Dataset excerpt:
--- START ---

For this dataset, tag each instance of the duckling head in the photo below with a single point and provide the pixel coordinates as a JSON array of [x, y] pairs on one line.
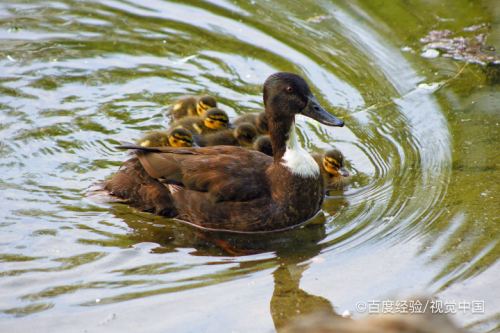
[[216, 119], [333, 163], [263, 144], [180, 137], [245, 133], [154, 139], [205, 103]]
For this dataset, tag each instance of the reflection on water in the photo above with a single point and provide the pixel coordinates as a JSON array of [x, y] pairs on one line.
[[78, 77]]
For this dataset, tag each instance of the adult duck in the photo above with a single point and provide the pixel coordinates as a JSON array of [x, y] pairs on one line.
[[192, 106], [241, 190], [132, 184], [243, 135], [259, 120]]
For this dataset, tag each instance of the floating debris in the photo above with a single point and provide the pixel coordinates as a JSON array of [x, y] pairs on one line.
[[430, 53], [318, 18], [470, 48]]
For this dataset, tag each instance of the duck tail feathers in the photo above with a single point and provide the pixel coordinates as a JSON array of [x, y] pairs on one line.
[[137, 148]]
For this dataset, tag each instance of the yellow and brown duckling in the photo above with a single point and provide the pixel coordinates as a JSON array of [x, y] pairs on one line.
[[189, 106], [332, 168], [240, 190], [259, 120], [243, 135], [176, 137], [214, 120]]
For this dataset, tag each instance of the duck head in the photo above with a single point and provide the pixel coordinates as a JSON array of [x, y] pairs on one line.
[[333, 163], [216, 119], [204, 104], [180, 137], [285, 96], [245, 133]]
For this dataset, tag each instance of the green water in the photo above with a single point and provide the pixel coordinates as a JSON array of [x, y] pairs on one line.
[[420, 215]]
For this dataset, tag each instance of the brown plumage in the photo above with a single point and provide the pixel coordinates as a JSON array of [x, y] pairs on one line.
[[191, 106], [241, 190], [264, 145], [138, 189], [259, 120], [135, 187]]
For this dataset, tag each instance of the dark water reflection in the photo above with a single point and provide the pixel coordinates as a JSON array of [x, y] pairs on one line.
[[420, 214]]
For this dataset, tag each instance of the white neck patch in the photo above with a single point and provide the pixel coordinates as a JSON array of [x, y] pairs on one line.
[[297, 159]]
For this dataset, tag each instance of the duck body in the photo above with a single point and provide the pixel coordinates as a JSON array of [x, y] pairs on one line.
[[191, 106], [135, 187], [264, 145], [240, 190], [259, 120]]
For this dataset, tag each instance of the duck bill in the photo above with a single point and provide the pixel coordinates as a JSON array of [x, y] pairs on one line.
[[315, 111]]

--- END ---

** GOAL **
Format all of the data above as a numbered list, skipping blank lines and leaving the pictures out.

** WRITTEN ANSWER **
1. For this dataset, tag each instance of the duckling head in the photo below with a single point and provide the pixel coordinates as a JSON array of [x, y] pairs on one line.
2. [[216, 119], [333, 163], [263, 144], [180, 137], [245, 133], [154, 139], [205, 103]]
3. For this dataset, tag each instance of the reflection on water in the photo above with a single point and provide the pixel coordinates as a JSON array of [x, y] pairs on one line.
4. [[78, 77]]
5. For this dataset, tag each instance of the adult duck in the photo above with a single point and provide the pixel coordinates as a JSON array of [x, y] pairs on one line.
6. [[192, 106], [241, 190], [132, 184], [243, 135], [259, 120]]
7. For this dataset, tag each instance of the floating debris in the photo above with a single point and provide the pixel coordinates as a JSON array of [x, y] pairs on one line.
8. [[430, 53], [318, 18], [470, 48]]
9. For this dataset, tag each instance of the duck tail feathers in the photo above with a single point and provide the pixel coordinates as a JSON array of [x, y] pairs on one line.
10. [[137, 148]]
11. For this dataset, tag each instance of the yellow and brown duckling in the photo above with a single point and provide the pixel coordinates as a JSON array of [x, y] pairs on one line.
12. [[189, 106], [332, 168], [240, 190], [259, 120], [243, 135], [176, 137], [214, 120]]
13. For this dataset, tag each instance of the duck head in the photo above with a single point and provide the pixel coordinates as a JSON array of [x, y] pairs on one line.
14. [[333, 163], [216, 119], [204, 104], [180, 137], [285, 96], [245, 133]]
15. For this dataset, tag each instance of the green water in the photo above with a single point and provide the pixel coordinates as a JSON array of [x, y] pairs on one line.
16. [[420, 215]]
17. For this dataset, tag each instance of the brown plumage in the photo above with a single point and provide the pixel coordinates as a JSON array of [x, y] pairs on one line.
18. [[191, 106], [241, 190], [264, 145], [138, 189], [259, 120], [135, 187]]
19. For this dataset, tag each instance of the dark water reflection in the photo above with a single point and provide the pixel coordinates as a JSON array of [x, y] pairs on one line.
20. [[420, 214]]
21. For this dataset, tag each instance of the white neck patch in the photo above with a single point and provide the pixel coordinates as a JSON array of [x, y] pairs on one line.
22. [[297, 159]]
23. For this dataset, tag each instance of the duck body in the photo above with a single point and provide the pixel coordinates as a JSON array of [x, y] pairs on one line.
24. [[191, 106], [135, 187], [264, 145], [240, 190], [259, 120]]
25. For this dataset, tag each instance of the duck bill in the photo above with a single point and provide the pixel coordinates as a JSON array of [x, y] pairs on one line.
26. [[315, 111]]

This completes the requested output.